Here the requirement is to repeat every record exactly, in full.

··· GIVEN ENTRIES ···

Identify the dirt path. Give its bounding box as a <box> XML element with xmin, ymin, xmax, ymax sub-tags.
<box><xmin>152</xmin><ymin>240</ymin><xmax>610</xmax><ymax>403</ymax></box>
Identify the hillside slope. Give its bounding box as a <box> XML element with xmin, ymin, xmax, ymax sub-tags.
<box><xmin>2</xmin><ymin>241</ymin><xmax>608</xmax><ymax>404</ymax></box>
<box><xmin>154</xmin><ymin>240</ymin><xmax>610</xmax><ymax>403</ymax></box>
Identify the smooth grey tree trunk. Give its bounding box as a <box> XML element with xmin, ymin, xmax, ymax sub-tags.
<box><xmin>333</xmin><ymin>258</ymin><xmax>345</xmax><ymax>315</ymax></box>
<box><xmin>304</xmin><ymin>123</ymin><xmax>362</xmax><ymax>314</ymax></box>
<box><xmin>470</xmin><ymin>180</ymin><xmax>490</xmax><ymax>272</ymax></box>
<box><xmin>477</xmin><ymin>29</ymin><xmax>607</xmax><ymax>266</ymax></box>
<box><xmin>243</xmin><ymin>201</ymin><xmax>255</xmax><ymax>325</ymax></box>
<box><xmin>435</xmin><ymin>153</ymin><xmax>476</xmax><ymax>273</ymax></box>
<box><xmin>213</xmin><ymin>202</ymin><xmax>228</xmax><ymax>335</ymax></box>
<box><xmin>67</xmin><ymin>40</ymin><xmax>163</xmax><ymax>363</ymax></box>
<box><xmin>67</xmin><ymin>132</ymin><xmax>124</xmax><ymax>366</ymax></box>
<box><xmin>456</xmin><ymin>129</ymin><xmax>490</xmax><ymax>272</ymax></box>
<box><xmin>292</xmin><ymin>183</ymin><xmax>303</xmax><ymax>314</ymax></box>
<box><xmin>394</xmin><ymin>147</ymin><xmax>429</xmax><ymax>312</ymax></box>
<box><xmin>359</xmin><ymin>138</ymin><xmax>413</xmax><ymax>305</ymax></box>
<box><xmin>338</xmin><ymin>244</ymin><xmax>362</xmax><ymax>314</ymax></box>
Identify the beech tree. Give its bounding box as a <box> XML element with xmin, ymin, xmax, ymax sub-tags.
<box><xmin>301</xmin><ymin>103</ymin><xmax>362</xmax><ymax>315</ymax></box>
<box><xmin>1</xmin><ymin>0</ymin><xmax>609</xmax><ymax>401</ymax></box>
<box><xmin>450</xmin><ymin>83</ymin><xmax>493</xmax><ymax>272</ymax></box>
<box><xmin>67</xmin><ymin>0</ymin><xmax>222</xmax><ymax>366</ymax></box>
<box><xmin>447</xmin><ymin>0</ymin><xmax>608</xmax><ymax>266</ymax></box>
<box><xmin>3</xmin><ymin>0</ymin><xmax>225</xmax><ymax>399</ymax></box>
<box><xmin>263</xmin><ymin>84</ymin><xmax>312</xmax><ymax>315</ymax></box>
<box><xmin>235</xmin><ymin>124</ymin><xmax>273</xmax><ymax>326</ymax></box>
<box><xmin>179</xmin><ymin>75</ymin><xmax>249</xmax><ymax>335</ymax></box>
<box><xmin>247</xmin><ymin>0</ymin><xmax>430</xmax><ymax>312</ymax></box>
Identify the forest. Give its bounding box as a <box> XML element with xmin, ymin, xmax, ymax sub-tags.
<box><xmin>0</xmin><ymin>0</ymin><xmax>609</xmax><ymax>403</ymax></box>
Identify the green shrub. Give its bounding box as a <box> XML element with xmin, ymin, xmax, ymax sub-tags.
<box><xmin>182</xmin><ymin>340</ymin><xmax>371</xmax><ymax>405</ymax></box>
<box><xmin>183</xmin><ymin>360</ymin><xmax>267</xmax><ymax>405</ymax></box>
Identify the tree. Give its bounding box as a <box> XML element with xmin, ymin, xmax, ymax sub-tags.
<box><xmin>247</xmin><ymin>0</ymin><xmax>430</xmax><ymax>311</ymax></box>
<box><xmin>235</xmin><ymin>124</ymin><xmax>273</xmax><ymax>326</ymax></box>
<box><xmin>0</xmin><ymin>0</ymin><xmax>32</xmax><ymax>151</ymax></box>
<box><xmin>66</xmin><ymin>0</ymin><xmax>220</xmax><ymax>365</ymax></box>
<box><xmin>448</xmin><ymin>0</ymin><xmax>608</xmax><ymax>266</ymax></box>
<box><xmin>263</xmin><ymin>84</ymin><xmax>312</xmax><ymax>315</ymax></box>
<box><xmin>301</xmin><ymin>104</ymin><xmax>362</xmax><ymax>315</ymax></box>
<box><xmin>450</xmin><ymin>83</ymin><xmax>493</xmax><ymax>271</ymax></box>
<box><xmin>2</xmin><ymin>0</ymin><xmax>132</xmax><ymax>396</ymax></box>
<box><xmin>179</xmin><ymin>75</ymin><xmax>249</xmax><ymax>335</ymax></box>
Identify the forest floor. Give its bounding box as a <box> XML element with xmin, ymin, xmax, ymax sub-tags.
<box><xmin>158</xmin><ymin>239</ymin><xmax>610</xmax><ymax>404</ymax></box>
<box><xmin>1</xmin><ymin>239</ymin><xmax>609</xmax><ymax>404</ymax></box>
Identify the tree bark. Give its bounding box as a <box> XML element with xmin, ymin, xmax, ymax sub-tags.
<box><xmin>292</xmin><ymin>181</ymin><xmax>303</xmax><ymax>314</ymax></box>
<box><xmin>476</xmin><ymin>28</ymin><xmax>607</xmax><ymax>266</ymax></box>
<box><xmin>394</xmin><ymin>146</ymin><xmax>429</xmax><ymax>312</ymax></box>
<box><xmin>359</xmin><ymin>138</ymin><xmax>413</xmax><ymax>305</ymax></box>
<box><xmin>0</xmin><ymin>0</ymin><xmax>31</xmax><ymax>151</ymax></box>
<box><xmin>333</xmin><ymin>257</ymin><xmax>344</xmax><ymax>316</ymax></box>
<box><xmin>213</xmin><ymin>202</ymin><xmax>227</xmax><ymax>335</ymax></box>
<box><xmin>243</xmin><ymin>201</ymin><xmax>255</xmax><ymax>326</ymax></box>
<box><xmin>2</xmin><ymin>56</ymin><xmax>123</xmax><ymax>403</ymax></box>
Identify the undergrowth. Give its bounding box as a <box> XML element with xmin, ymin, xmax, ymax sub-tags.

···

*TASK RESPONSE:*
Identify the dirt path. Give its bounding box as a <box> XML element with xmin, ymin, xmax, ymax sub-tags.
<box><xmin>152</xmin><ymin>240</ymin><xmax>610</xmax><ymax>403</ymax></box>
Identify the hillside slope. Give its bounding box as a <box> XML element with xmin, ymin, xmax, ymax sub-tags.
<box><xmin>2</xmin><ymin>241</ymin><xmax>608</xmax><ymax>404</ymax></box>
<box><xmin>154</xmin><ymin>240</ymin><xmax>610</xmax><ymax>403</ymax></box>
Identify the smooth grey tree trunk. Give its bounding box as a <box> XML element with xmin, ymin, xmax, ymax sub-tags.
<box><xmin>333</xmin><ymin>258</ymin><xmax>345</xmax><ymax>315</ymax></box>
<box><xmin>304</xmin><ymin>123</ymin><xmax>362</xmax><ymax>314</ymax></box>
<box><xmin>470</xmin><ymin>180</ymin><xmax>490</xmax><ymax>272</ymax></box>
<box><xmin>477</xmin><ymin>29</ymin><xmax>607</xmax><ymax>266</ymax></box>
<box><xmin>243</xmin><ymin>201</ymin><xmax>255</xmax><ymax>325</ymax></box>
<box><xmin>435</xmin><ymin>153</ymin><xmax>476</xmax><ymax>273</ymax></box>
<box><xmin>213</xmin><ymin>202</ymin><xmax>228</xmax><ymax>335</ymax></box>
<box><xmin>67</xmin><ymin>40</ymin><xmax>163</xmax><ymax>363</ymax></box>
<box><xmin>67</xmin><ymin>132</ymin><xmax>124</xmax><ymax>366</ymax></box>
<box><xmin>456</xmin><ymin>129</ymin><xmax>490</xmax><ymax>272</ymax></box>
<box><xmin>292</xmin><ymin>183</ymin><xmax>303</xmax><ymax>314</ymax></box>
<box><xmin>394</xmin><ymin>147</ymin><xmax>429</xmax><ymax>312</ymax></box>
<box><xmin>359</xmin><ymin>138</ymin><xmax>413</xmax><ymax>305</ymax></box>
<box><xmin>338</xmin><ymin>244</ymin><xmax>362</xmax><ymax>314</ymax></box>
Identify the beech tree. Give its bounding box as a <box> XML element with xmin, ymin, xmax, ymax sub-tags.
<box><xmin>301</xmin><ymin>103</ymin><xmax>362</xmax><ymax>315</ymax></box>
<box><xmin>1</xmin><ymin>0</ymin><xmax>609</xmax><ymax>401</ymax></box>
<box><xmin>450</xmin><ymin>83</ymin><xmax>493</xmax><ymax>272</ymax></box>
<box><xmin>67</xmin><ymin>0</ymin><xmax>222</xmax><ymax>366</ymax></box>
<box><xmin>447</xmin><ymin>0</ymin><xmax>608</xmax><ymax>266</ymax></box>
<box><xmin>3</xmin><ymin>0</ymin><xmax>225</xmax><ymax>399</ymax></box>
<box><xmin>263</xmin><ymin>84</ymin><xmax>312</xmax><ymax>315</ymax></box>
<box><xmin>235</xmin><ymin>124</ymin><xmax>273</xmax><ymax>326</ymax></box>
<box><xmin>179</xmin><ymin>75</ymin><xmax>249</xmax><ymax>335</ymax></box>
<box><xmin>247</xmin><ymin>0</ymin><xmax>430</xmax><ymax>312</ymax></box>
Identify the forest. Give its bounding box as a <box> XML element with xmin, ymin, xmax, ymax sub-tags.
<box><xmin>0</xmin><ymin>0</ymin><xmax>609</xmax><ymax>403</ymax></box>
Identify the green shrub. Give its bounding box as a <box> XML element with xmin, ymin, xmax, ymax sub-tags.
<box><xmin>182</xmin><ymin>340</ymin><xmax>371</xmax><ymax>405</ymax></box>
<box><xmin>183</xmin><ymin>360</ymin><xmax>267</xmax><ymax>405</ymax></box>
Identify the tree. Give its bounding box as a <box> XML element with xmin, ymin, xmax, ymax sub-tags.
<box><xmin>247</xmin><ymin>0</ymin><xmax>430</xmax><ymax>311</ymax></box>
<box><xmin>235</xmin><ymin>124</ymin><xmax>273</xmax><ymax>326</ymax></box>
<box><xmin>0</xmin><ymin>0</ymin><xmax>32</xmax><ymax>151</ymax></box>
<box><xmin>66</xmin><ymin>0</ymin><xmax>220</xmax><ymax>365</ymax></box>
<box><xmin>448</xmin><ymin>0</ymin><xmax>608</xmax><ymax>266</ymax></box>
<box><xmin>263</xmin><ymin>84</ymin><xmax>312</xmax><ymax>315</ymax></box>
<box><xmin>301</xmin><ymin>104</ymin><xmax>362</xmax><ymax>315</ymax></box>
<box><xmin>450</xmin><ymin>83</ymin><xmax>493</xmax><ymax>271</ymax></box>
<box><xmin>2</xmin><ymin>0</ymin><xmax>132</xmax><ymax>396</ymax></box>
<box><xmin>179</xmin><ymin>75</ymin><xmax>249</xmax><ymax>335</ymax></box>
Identify the forest floor. Give its bounding box as a <box> XML element with xmin, ymin, xmax, ymax sub-tags.
<box><xmin>158</xmin><ymin>239</ymin><xmax>610</xmax><ymax>404</ymax></box>
<box><xmin>1</xmin><ymin>239</ymin><xmax>609</xmax><ymax>404</ymax></box>
Identify the tree bark. Give its bounding box as a <box> XML element with xmin, ymin, xmax, ymax sub-tags.
<box><xmin>292</xmin><ymin>181</ymin><xmax>303</xmax><ymax>314</ymax></box>
<box><xmin>476</xmin><ymin>28</ymin><xmax>607</xmax><ymax>266</ymax></box>
<box><xmin>394</xmin><ymin>146</ymin><xmax>429</xmax><ymax>312</ymax></box>
<box><xmin>359</xmin><ymin>138</ymin><xmax>413</xmax><ymax>305</ymax></box>
<box><xmin>0</xmin><ymin>0</ymin><xmax>31</xmax><ymax>151</ymax></box>
<box><xmin>333</xmin><ymin>257</ymin><xmax>344</xmax><ymax>316</ymax></box>
<box><xmin>213</xmin><ymin>202</ymin><xmax>227</xmax><ymax>335</ymax></box>
<box><xmin>243</xmin><ymin>201</ymin><xmax>255</xmax><ymax>326</ymax></box>
<box><xmin>2</xmin><ymin>56</ymin><xmax>123</xmax><ymax>403</ymax></box>
Identify the undergrowth. Give its bounding box as a <box> XML element with xmin, ymin, xmax, ymax sub-tags.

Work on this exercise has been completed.